◆ Exercise: Render the stretch of material below, from the line containing "Target: sunglasses" through its final line, as a numbered list with any blank lines omitted.
--- begin ---
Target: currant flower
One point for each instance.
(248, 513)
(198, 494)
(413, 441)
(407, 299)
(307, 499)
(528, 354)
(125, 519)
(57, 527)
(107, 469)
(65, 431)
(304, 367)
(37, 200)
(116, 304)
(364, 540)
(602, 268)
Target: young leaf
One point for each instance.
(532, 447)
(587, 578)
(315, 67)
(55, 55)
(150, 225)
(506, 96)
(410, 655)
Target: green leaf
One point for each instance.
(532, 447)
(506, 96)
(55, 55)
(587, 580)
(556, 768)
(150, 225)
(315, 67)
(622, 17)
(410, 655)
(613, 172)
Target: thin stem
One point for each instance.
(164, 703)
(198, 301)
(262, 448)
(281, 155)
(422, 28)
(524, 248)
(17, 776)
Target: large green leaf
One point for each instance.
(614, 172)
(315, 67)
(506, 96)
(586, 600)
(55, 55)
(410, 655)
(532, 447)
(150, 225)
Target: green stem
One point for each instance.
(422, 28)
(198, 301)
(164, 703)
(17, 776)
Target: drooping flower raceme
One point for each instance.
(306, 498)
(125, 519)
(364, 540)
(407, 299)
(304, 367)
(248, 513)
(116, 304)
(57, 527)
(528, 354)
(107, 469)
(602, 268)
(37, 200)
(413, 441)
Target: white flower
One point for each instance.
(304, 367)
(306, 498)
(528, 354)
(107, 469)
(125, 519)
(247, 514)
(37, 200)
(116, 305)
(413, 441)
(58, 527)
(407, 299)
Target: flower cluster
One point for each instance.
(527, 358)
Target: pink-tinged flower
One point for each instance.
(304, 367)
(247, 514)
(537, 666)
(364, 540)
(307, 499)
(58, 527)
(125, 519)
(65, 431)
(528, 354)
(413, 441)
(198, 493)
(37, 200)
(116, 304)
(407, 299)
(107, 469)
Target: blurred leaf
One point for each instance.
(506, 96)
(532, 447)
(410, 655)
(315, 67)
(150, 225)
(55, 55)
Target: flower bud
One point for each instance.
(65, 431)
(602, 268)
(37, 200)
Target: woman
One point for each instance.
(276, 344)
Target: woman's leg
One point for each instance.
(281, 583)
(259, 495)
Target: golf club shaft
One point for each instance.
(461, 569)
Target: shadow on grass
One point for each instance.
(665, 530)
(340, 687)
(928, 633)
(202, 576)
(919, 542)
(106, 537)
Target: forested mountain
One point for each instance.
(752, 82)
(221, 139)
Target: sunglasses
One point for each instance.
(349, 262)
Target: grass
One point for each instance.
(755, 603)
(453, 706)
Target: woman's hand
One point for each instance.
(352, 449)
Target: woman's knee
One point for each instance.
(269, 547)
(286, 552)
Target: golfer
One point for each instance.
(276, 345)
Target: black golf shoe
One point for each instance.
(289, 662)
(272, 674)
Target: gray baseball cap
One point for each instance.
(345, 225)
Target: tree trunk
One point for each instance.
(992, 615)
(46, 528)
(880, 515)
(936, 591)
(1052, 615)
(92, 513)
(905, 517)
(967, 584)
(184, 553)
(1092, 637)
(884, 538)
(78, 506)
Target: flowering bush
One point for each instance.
--- end ---
◆ Response:
1. Target: sunglasses
2. One point for each instance.
3. (349, 262)
4. Target: grass
5. One point for each instance.
6. (755, 603)
7. (453, 706)
8. Target: woman's hand
9. One point for each instance.
10. (352, 449)
11. Target: woman's knee
12. One point for each instance.
13. (269, 547)
14. (286, 552)
15. Target: golfer
16. One point for each instance.
17. (276, 345)
18. Target: black golf shoe
19. One point for each instance.
20. (289, 662)
21. (272, 674)
22. Target: gray baseball cap
23. One point for each instance.
24. (345, 225)
25. Target: tree trunk
26. One point for each instance.
27. (992, 615)
28. (46, 528)
29. (880, 515)
30. (936, 591)
31. (1052, 615)
32. (92, 513)
33. (905, 517)
34. (967, 584)
35. (184, 553)
36. (1092, 637)
37. (884, 538)
38. (78, 506)
39. Target: flowering bush
40. One point for each instance.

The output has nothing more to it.